**Task**
Please change "dark jacket" to "black coat" in the records, starting at the line containing "Put a marker on each instance of the man" and ending at the line containing "[(15, 143)]". Give back only those lines, with nothing else altered.

**Material for this exercise**
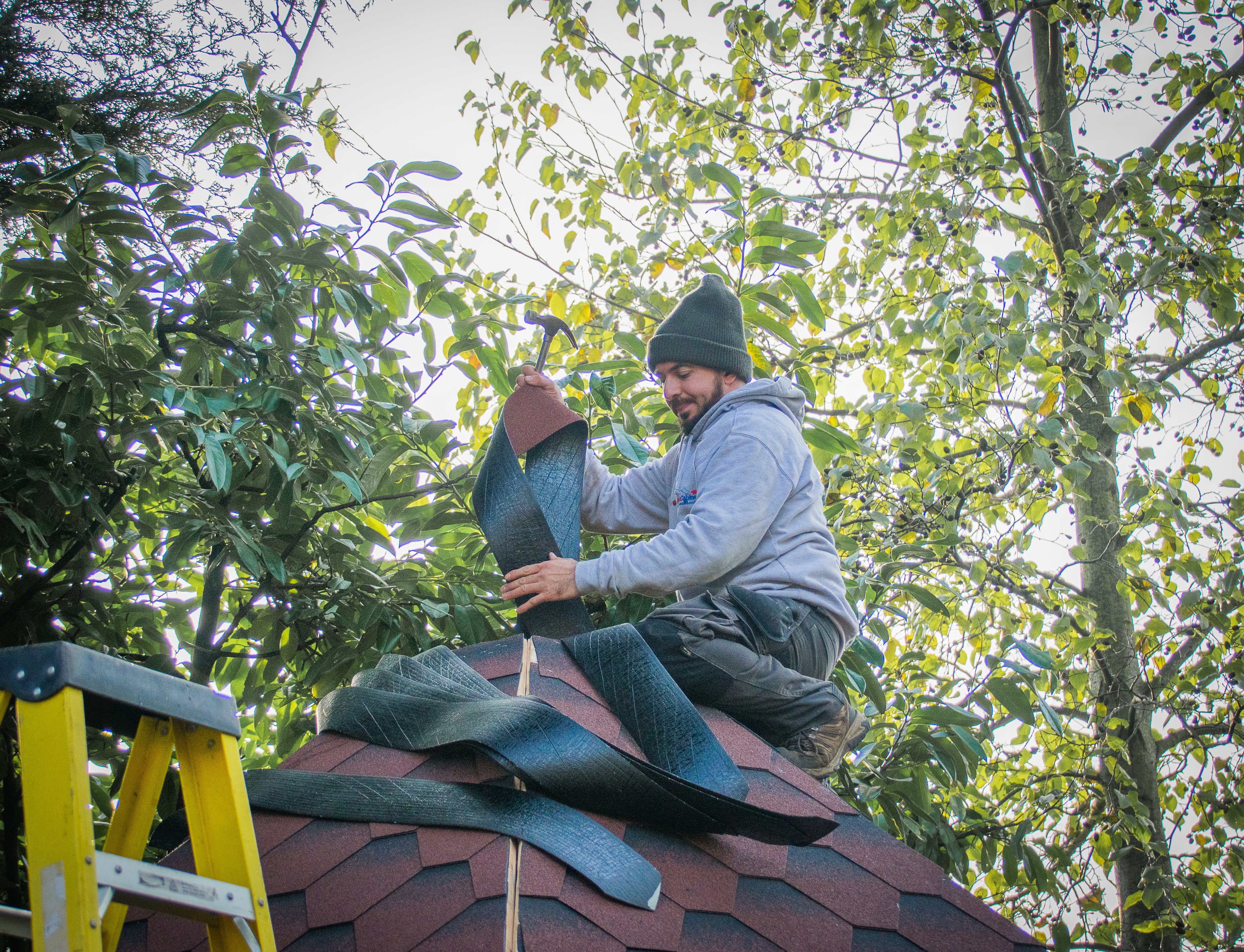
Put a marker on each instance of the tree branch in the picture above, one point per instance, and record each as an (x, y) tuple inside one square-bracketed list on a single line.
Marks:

* * *

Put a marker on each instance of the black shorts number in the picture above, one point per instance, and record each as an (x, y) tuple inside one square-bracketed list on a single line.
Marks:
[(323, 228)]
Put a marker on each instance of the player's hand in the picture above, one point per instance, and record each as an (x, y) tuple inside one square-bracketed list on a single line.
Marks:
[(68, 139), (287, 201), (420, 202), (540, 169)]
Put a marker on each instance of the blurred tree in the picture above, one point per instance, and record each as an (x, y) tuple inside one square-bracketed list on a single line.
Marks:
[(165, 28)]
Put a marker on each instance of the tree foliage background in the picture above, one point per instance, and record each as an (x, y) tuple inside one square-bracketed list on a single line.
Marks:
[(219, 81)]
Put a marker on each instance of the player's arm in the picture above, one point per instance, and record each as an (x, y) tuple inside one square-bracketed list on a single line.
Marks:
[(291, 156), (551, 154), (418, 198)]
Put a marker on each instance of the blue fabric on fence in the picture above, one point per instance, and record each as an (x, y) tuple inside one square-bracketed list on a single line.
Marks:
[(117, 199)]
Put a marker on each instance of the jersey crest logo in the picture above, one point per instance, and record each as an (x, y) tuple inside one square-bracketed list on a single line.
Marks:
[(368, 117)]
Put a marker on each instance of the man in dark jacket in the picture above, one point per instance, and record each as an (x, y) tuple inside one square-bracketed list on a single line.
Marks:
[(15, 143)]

**Solution to the exercise**
Put a marker on each instance of the man in black coat in the picture above, one point per instance, and record each as an (x, y) tuple inside one square-bracketed list on a single line.
Marks:
[(15, 143)]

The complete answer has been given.